Hip
Connection level weights in a simulation are software data, and the instantiated algorithms used to process them are software. In the brain they are neuronal connections and underlying biochemistry. Neural networks are not the brain. The brain can be described in terms of software, but the description is not reality.
First, much of the physical function in brain architecture is defined by unmodifiable neural structure. Its not random. It has evolved to operate in very specific conditions, and to do very specific things. The brain is not an undifferentiated single hidden layer neural network, its a highly adapted complex architecture that in neural networks terms includes many specialist neural modules, with specialized function, that interact in complex ways that includes feedback loops. Much of that specialized function is unmodifiable.
Specific subsections and regions appear to have a high degree of plasticity, where such connections can be modified. If our entire brain suddenly did that though we would be suddenly dead. Much of the architecture, especially deep body functions (hormones, metabolism, etc) cannot work this way. The visual cortex may have some limited localized plasticity, but it cannot work this way. Higher brain functions are highly plastic though, and it appears that a large part of motor function has high plasticity. I suspect this has a lot to do with memory and consciousness, though that does not explain plasticity in motor function. That is a behaviour and stimuli driven adaptive mechanism that I do not understand, despite that I studied computer models of such things.
Modelling such architecture is what my Ph.D. was aimed at. I designed a neural network simulator that would run complex architectures, including feedback loops, and used biological simulation equations not the standard comp sci ones. However my math brain died at that time, and the huge volumes of numbers coming up on my UNIX terminal became squiggles. A friend of mine who was working on a similar project helped me build that software, and as my brain went from bad to worse I did less and less, but I still understand the principles behind it.
The assertion that the brain runs software is, as I have explained before, a category mistake. Describing the software level as data is a system theoretic abstraction, or a symbolic abstraction. Its actually physical structure with elecrochemical activity.
You can describe a car in terms of the theoretical principles of the internal combustion engine, but asking a computer modeller who has never even held a spanner to fix it is a bad idea.
The notion that the brain is equivalent to a Turing machine is debunked, as I have said before. Its a fundamental error in reasoning. An hypothetical Turing machine could in principle simulate a brain, but it does not work the other way around. That is not equivalence.

Tasks for this exercise ▸
1. Answer these questions about the text on the brain and software:
(a) What kind of equations did the neural network simulator designed for the Ph.D. use?
(b) Which functions does the text describe as highly plastic?
(c) What does the text call the assertion that the brain runs software?
2. Carry on the argument about the brain and software, starting right after its final sentence.

Saved entries ▸
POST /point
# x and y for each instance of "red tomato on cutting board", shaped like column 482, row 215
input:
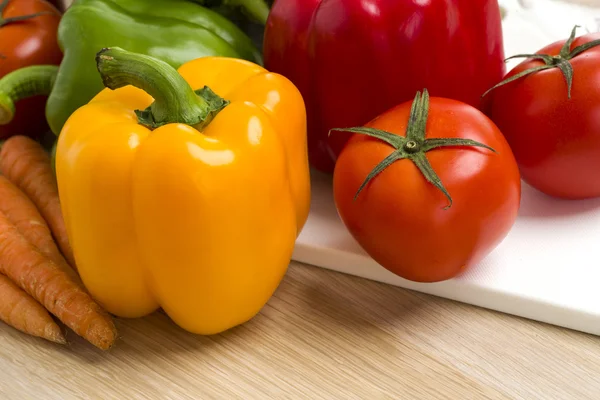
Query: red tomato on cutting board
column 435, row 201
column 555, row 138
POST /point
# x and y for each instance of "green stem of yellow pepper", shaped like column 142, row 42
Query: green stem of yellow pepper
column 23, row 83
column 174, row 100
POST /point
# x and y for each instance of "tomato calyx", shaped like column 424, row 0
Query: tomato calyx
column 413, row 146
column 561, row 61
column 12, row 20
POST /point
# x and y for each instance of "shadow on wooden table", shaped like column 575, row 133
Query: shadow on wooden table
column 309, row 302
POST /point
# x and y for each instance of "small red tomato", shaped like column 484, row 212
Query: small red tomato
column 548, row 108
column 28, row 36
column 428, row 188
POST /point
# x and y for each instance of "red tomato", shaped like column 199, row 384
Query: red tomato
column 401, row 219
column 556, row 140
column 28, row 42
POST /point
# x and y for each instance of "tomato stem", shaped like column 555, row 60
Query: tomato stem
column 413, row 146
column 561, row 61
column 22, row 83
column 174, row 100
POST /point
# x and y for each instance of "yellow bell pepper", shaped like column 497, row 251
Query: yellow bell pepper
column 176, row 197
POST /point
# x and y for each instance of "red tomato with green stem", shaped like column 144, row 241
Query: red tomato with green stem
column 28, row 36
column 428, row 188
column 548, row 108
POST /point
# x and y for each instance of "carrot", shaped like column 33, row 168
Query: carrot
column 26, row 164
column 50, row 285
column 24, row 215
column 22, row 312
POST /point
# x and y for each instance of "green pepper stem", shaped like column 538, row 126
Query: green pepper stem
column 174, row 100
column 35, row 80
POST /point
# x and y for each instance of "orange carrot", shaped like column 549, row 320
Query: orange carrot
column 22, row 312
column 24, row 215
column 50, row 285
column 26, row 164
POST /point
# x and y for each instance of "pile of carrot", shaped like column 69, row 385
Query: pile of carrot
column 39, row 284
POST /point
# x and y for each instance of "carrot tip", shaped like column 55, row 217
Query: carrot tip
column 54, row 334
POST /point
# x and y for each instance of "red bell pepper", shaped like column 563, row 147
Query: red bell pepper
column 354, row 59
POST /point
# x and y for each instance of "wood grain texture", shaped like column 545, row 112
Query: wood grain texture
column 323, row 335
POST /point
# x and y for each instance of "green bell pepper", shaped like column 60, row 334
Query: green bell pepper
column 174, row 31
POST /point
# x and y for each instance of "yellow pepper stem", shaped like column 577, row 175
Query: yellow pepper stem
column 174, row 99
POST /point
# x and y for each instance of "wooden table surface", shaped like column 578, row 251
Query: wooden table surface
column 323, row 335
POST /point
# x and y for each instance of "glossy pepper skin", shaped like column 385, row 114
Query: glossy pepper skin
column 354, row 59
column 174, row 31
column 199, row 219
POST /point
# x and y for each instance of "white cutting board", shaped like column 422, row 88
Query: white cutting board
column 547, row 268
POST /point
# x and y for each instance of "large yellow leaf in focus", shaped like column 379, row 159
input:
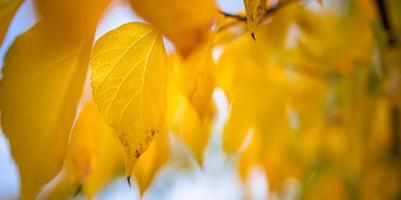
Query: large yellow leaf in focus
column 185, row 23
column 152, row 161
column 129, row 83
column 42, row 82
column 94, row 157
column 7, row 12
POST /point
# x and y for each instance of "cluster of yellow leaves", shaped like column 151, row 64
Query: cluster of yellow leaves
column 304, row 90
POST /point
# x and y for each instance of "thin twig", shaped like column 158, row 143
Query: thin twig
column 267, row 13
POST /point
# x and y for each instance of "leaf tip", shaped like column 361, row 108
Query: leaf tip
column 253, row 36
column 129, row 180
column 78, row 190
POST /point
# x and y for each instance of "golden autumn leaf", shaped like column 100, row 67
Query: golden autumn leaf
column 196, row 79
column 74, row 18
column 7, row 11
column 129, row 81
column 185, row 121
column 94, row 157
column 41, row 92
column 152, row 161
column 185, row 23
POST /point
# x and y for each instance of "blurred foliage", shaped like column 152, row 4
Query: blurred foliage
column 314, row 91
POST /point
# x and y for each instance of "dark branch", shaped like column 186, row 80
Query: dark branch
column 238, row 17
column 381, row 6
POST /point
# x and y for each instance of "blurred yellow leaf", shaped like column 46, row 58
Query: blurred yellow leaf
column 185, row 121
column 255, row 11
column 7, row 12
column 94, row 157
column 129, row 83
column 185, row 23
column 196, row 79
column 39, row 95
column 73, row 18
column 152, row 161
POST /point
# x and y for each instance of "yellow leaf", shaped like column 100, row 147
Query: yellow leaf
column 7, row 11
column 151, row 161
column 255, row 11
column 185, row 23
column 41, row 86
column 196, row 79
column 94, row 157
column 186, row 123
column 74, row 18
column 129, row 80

Answers provided ▸
1.
(a) Biological simulation equations, not the standard comp sci ones.
(b) Higher brain functions and, apparently, a large part of motor function.
(c) A category mistake.

2.
When someone talks about separating the hardware and software level, they are making exactly the kind of mistake I am arguing against. There is a sense in which the physical function of the brain can be described in terms of software, or symbolic processing or whatever. That is just a model though, an artificial abstraction. It also hides what is happening according to modern neuroscience.
The brain does not process software. In order to describe it in such terms you have to drastically modify the definitions of what is being discussed. The brain has a deep architecture, and has evolved to process the environment in very specific ways. During development some of the brain architecture is modified by the environment, both internal and external, and this operates in two phases. First it determines some of the connectivity in the brain, and then it determines what connectivity is lost during early childhood. The brain adapts in part by losing connections that are not used. Learning and adapting over a lifetime could be considered a third phase, though in practice this occurs all the time from even before birth.
In modern neuroscience its generally agreed (currently, but things change) that most brain processing is automatic and not conscious. It does not use rules.
I might describe a tree in terms of fractal rules or other rules I can simulate on a computer. That doesn't make my model equivalent to a tree though. Its a model of an abstraction derived from studying a tree. That simulation would have data used by software. That data would be physically or representationally equivalent to aspects of the tree physical structure and architecture. That doesn't make the tree a Turing machine, or mean the tree processes data using software or software equivalents.
As soon as people start thinking of the brain as a computer, running software, they start making mistakes. The model is wrong.